* WORK INSTRUCTIONS: Reproduce word for word everything in the essay below from "Judaism and Israel" down to "down in Israel.".

I was raised to be an observant Jew, and in the synagogue I was taught in, where religion and politics merged completely, being a good Jew meant being a zionist. Zionism, from its beginning until today, was and is a racist, settler-colonial movement that has stolen Palestinian land, and slaughtered, kidnapped, humiliated and tortured Palestinians for more than 76 years, and forced the Palestinians not killed or violently displaced, to live under an apartheid regime and military occupation. But this, of course, is not how zionism is taught. I was a zionist without even knowing what zionism was. I learned a narrative that had nothing to do with reality, including lies such as “the land which is Israel was given to the Jews by the U.N. as reparations for the Holocaust” and “without the state of Israel, Jewish people will never be safe.” Question the state of Israel’s right to exist? That would have been like questioning the United States of America’s right to exist. Of course, the U.S.A. is another settler-colonial state whose foundation is genocide, in addition to slavery. Many histories have been whitewashed. To quote James Baldwin, “The state of Israel was not created for the Jews. It was created for the salvation of Western interests.”
In my childhood and young adult years, along with learning Hebrew prayers and longing to become a rabbi, I also dreamed of settling down in Israel and making a safe home amongst “my people”. And along with love for Judaism, love for the Jewish people, and love for the state of Israel, I was also taught another emotion connected to being Jewish: fear. Fear that is passed down from generation to generation based on genuine trauma, and fear born of the lies that zionism is based on. My grandparents and great-grandparents left Europe long before the Holocaust due to pogroms. In America, they found the safety they sought as long as they assimilated. I learned about the Holocaust, in great detail, as a child. I was told more than once that Jews in the Holocaust “went like sheep to the slaughter” and the “brave Israeli soldiers” cut a stark contrast to powerlessness. I was also taught, again and again and again and again, “Arabs hate Jews, and that’s why they attack Israel.” I never believed that teaching–at least, I told myself I didn’t.
Judaism and Israel lived side by side in my soul, one a way to walk through this world, and the other the place I dreamed of walking to: my lifelong plan, from the time I was a teenager, was to eventually settle down in Israel.

* RAW DATA:

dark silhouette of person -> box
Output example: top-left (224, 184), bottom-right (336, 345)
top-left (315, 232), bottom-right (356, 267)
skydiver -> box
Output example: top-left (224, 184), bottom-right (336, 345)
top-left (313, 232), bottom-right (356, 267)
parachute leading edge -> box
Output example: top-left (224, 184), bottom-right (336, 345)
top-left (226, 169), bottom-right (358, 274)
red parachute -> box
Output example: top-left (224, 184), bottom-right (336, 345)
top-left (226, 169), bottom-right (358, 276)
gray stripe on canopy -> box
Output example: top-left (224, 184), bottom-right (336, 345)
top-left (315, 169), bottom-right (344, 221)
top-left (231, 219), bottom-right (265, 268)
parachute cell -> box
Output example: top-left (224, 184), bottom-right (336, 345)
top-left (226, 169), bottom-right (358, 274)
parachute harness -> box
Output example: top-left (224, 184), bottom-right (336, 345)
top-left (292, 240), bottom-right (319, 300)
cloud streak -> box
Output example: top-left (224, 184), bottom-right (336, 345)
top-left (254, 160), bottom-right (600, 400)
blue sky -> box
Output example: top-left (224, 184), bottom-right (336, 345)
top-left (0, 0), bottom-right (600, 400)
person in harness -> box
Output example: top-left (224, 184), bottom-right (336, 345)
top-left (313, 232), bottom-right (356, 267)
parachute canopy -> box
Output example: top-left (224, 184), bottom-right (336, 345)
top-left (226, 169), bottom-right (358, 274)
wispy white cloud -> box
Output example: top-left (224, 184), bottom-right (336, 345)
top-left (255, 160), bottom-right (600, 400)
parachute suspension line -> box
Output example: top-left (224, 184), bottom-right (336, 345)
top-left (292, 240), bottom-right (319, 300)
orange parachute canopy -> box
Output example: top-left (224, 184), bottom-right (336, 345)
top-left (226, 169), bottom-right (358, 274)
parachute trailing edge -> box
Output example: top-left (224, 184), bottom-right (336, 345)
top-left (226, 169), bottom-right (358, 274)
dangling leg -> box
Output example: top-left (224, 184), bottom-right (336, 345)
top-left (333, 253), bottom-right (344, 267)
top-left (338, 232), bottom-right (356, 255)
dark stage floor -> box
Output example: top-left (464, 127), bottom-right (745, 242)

* TASK RESULT:
Judaism and Israel lived side by side in my soul, one a way to walk through this world, and the other the place I dreamed of walking to: my lifelong plan, from the time I was a teenager, was to eventually settle down in Israel.